**Assigned task:**
Rewrite the items below, replacing every "positive clicks" with "foreground clicks" and leaving everything else unchanged.

**Source material:**
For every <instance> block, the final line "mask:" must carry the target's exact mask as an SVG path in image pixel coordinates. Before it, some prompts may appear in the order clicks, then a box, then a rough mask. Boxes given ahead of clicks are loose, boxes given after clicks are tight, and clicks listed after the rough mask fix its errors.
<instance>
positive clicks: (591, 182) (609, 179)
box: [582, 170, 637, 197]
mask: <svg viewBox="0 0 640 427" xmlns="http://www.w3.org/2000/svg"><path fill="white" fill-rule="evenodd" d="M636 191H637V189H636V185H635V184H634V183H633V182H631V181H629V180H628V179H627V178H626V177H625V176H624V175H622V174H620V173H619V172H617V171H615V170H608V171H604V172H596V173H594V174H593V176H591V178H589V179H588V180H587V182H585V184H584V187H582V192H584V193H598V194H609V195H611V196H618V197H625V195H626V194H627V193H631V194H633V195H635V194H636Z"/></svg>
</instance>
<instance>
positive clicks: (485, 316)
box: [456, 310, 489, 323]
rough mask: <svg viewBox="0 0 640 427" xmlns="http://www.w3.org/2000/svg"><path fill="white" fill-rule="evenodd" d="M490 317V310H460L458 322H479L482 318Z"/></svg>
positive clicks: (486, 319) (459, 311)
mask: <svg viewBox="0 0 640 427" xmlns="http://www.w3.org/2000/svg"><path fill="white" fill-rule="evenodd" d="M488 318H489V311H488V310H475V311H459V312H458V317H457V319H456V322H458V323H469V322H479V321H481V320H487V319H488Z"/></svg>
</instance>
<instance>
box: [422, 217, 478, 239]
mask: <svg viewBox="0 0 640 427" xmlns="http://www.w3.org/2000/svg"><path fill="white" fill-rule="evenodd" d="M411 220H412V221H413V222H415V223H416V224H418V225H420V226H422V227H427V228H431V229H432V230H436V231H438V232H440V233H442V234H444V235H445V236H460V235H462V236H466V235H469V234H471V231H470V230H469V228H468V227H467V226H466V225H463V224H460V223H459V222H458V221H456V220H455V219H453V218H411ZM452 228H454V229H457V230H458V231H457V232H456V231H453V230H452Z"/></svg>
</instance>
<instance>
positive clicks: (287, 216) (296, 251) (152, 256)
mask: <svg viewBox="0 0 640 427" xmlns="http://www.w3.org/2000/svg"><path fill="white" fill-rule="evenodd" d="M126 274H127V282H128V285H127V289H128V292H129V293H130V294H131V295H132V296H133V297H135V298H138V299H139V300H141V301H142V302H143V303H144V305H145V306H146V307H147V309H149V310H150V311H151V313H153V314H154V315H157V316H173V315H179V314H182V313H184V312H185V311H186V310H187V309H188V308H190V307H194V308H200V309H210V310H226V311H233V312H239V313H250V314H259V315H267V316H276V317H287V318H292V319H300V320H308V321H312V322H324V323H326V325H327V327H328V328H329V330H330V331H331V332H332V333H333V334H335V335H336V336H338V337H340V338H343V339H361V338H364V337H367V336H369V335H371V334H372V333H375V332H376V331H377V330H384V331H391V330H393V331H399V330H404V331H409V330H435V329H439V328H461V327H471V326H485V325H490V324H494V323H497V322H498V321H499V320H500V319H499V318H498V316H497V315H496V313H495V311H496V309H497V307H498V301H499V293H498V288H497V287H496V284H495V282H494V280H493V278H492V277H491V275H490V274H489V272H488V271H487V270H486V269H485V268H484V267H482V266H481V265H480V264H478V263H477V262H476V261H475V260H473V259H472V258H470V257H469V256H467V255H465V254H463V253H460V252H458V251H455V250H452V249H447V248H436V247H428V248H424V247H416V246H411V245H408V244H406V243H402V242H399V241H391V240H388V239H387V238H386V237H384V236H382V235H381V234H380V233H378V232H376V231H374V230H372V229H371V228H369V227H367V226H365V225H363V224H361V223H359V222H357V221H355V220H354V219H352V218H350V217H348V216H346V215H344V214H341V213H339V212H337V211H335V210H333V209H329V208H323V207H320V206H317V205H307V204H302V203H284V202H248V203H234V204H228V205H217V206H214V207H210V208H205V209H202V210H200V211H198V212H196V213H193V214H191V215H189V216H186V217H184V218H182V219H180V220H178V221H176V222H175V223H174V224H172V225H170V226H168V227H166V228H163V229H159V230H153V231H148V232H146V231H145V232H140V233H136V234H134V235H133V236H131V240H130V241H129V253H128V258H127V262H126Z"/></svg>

**Solution to this task:**
For every <instance> block, the final line "mask:" must carry the target's exact mask as an SVG path in image pixel coordinates. Before it, some prompts may appear in the order clicks, then a box, then a rough mask. Boxes given ahead of clicks are loose, boxes given after clicks are tight, and clicks listed after the rough mask fix its errors.
<instance>
foreground clicks: (591, 182) (609, 179)
box: [582, 170, 637, 197]
mask: <svg viewBox="0 0 640 427" xmlns="http://www.w3.org/2000/svg"><path fill="white" fill-rule="evenodd" d="M636 191H637V189H636V185H635V184H634V183H633V182H631V181H629V180H628V179H627V178H626V177H625V176H624V175H622V174H620V173H619V172H617V171H615V170H608V171H604V172H596V173H594V174H593V176H591V178H589V179H588V180H587V182H585V184H584V187H582V192H584V193H598V194H609V195H611V196H618V197H625V195H626V194H627V193H631V194H633V195H635V194H636Z"/></svg>
</instance>
<instance>
foreground clicks: (485, 316)
box: [456, 310, 489, 323]
rough mask: <svg viewBox="0 0 640 427" xmlns="http://www.w3.org/2000/svg"><path fill="white" fill-rule="evenodd" d="M490 317V310H460L458 322H479L482 318Z"/></svg>
foreground clicks: (486, 319) (459, 311)
mask: <svg viewBox="0 0 640 427" xmlns="http://www.w3.org/2000/svg"><path fill="white" fill-rule="evenodd" d="M488 318H489V311H488V310H475V311H459V312H458V317H457V319H456V322H458V323H469V322H479V321H481V320H487V319H488Z"/></svg>
</instance>
<instance>
box: [422, 217, 478, 239]
mask: <svg viewBox="0 0 640 427" xmlns="http://www.w3.org/2000/svg"><path fill="white" fill-rule="evenodd" d="M411 220H412V221H413V222H415V223H416V224H418V225H420V226H422V227H427V228H431V229H432V230H436V231H438V232H440V233H442V234H444V235H445V236H460V235H462V236H466V235H469V234H471V231H470V230H469V228H468V227H467V226H466V225H463V224H460V223H459V222H458V221H456V220H455V219H453V218H411ZM452 228H454V229H457V230H458V231H457V232H456V231H453V230H452Z"/></svg>
</instance>
<instance>
foreground clicks: (287, 216) (296, 251) (152, 256)
mask: <svg viewBox="0 0 640 427" xmlns="http://www.w3.org/2000/svg"><path fill="white" fill-rule="evenodd" d="M126 274H127V282H128V285H127V289H128V292H129V293H130V294H131V295H132V296H133V297H135V298H138V299H139V300H141V301H142V302H143V303H144V305H145V306H146V307H147V309H149V310H150V311H151V313H153V314H154V315H157V316H173V315H179V314H182V313H184V312H185V311H186V310H187V309H188V308H190V307H194V308H200V309H210V310H226V311H233V312H239V313H250V314H259V315H267V316H276V317H287V318H292V319H300V320H308V321H312V322H324V323H326V325H327V327H328V328H329V330H330V331H331V332H332V333H333V334H335V335H336V336H338V337H340V338H343V339H361V338H364V337H367V336H369V335H371V334H372V333H375V332H376V331H377V330H384V331H391V330H393V331H399V330H404V331H409V330H435V329H439V328H461V327H471V326H485V325H490V324H494V323H497V322H498V321H499V320H500V319H499V318H498V316H497V315H496V313H495V311H496V309H497V307H498V301H499V293H498V288H497V287H496V284H495V282H494V280H493V278H492V277H491V275H490V274H489V272H488V271H487V270H486V269H485V268H484V267H482V266H481V265H480V264H478V263H477V262H476V261H475V260H473V259H472V258H470V257H469V256H467V255H465V254H463V253H460V252H458V251H455V250H452V249H447V248H436V247H428V248H424V247H416V246H411V245H408V244H406V243H402V242H399V241H391V240H388V239H387V238H386V237H384V236H382V235H381V234H380V233H378V232H376V231H374V230H372V229H371V228H369V227H367V226H365V225H363V224H361V223H359V222H357V221H355V220H354V219H352V218H350V217H348V216H346V215H344V214H341V213H339V212H337V211H335V210H333V209H329V208H323V207H320V206H317V205H307V204H302V203H284V202H248V203H234V204H228V205H217V206H214V207H210V208H205V209H202V210H200V211H198V212H196V213H193V214H191V215H189V216H186V217H184V218H182V219H180V220H178V221H176V222H175V223H174V224H172V225H170V226H168V227H166V228H163V229H159V230H153V231H148V232H146V231H145V232H140V233H136V234H134V235H133V236H131V240H130V241H129V253H128V258H127V262H126Z"/></svg>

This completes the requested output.